◆ **Texto proporcionado**

◇ ◇ ◇ ◇ ◇

Si tenemos la suerte de llegar a viejos estando sanos, este asombro ante los prodigios de la vida nos puede mantener apasionados y productivos hasta el final de nuestros días.

La idea de que todo se pierde cuando hay un diagnóstico de enfermedad cerebral en personas mayores está demasiado extendida entre algunos neurólogos, igual que entre los pacientes y sus familias. A veces eso da lugar a una prematura sensación de impotencia y de que todo está perdido, mientras que, de hecho, todo tipo de funciones neurológicas, entre ellas muchas de las que construyen la personalidad, parecen extraordinariamente capaces de resistir incluso una profunda disfunción neuronal.

Hay una inmensa diversidad de presentación clínica de las enfermedades degenerativas del cerebro de los mayores, a pesar del hecho de que casi todos estos pacientes sufren procesos que son patológicamente parecidos. Las disfunciones neurológicas interactúan con todo lo que es específico y único en un individuo: sus puntos fuertes y débiles preexistentes, sus capacidades intelectuales, sus aptitudes, su experiencia vital, su carácter, su manera de ser habitual y las situaciones concretas de su vida.

Pese a los déficits el cerebro tiene siempre posibilidades de reorganizaciones mediante las cuales el organismo con el cerebro dañado busca sobrevivir, aunque fuera de una manera más rígida y pobre. El cerebro se reconcilia consigo mismo, se restablece a otros niveles.

◇ ◇ ◇ ◇ ◇

◆ **Tarea**
Copia completo y sin ningún cambio el texto sobre el cerebro enfermo en la vejez.

◇ ◇ ◇ ◇ ◇

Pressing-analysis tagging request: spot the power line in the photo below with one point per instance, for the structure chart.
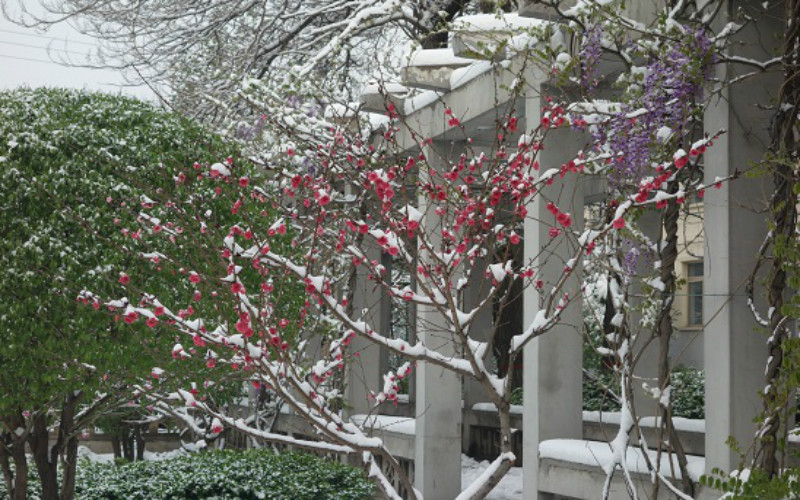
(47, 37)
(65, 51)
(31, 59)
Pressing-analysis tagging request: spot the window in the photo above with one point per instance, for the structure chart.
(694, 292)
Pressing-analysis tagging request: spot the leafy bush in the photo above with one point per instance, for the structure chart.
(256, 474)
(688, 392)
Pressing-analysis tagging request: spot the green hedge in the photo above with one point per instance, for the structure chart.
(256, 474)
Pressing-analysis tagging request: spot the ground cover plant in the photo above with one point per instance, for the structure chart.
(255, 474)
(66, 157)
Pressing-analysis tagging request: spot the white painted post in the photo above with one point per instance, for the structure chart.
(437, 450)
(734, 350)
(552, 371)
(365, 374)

◇ ◇ ◇ ◇ ◇

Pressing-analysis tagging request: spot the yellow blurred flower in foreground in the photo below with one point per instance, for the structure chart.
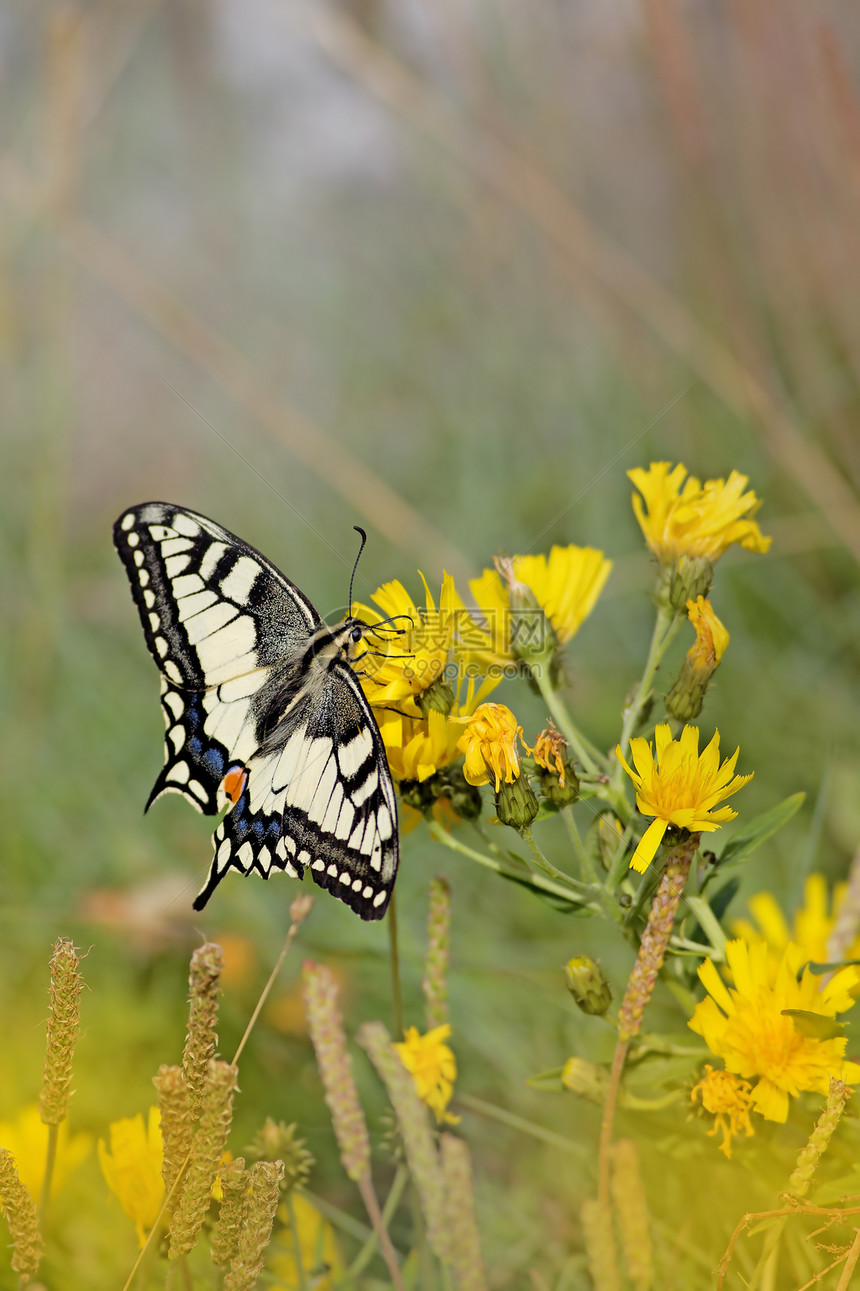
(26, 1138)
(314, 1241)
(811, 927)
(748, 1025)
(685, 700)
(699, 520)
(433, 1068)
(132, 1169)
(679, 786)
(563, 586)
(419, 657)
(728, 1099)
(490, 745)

◇ ◇ ◇ ◇ ◇

◆ **Respuesta**
Si tenemos la suerte de llegar a viejos estando sanos, este asombro ante los prodigios de la vida nos puede mantener apasionados y productivos hasta el final de nuestros días.

La idea de que todo se pierde cuando hay un diagnóstico de enfermedad cerebral en personas mayores está demasiado extendida entre algunos neurólogos, igual que entre los pacientes y sus familias. A veces eso da lugar a una prematura sensación de impotencia y de que todo está perdido, mientras que, de hecho, todo tipo de funciones neurológicas, entre ellas muchas de las que construyen la personalidad, parecen extraordinariamente capaces de resistir incluso una profunda disfunción neuronal.

Hay una inmensa diversidad de presentación clínica de las enfermedades degenerativas del cerebro de los mayores, a pesar del hecho de que casi todos estos pacientes sufren procesos que son patológicamente parecidos. Las disfunciones neurológicas interactúan con todo lo que es específico y único en un individuo: sus puntos fuertes y débiles preexistentes, sus capacidades intelectuales, sus aptitudes, su experiencia vital, su carácter, su manera de ser habitual y las situaciones concretas de su vida.

Pese a los déficits el cerebro tiene siempre posibilidades de reorganizaciones mediante las cuales el organismo con el cerebro dañado busca sobrevivir, aunque fuera de una manera más rígida y pobre. El cerebro se reconcilia consigo mismo, se restablece a otros niveles.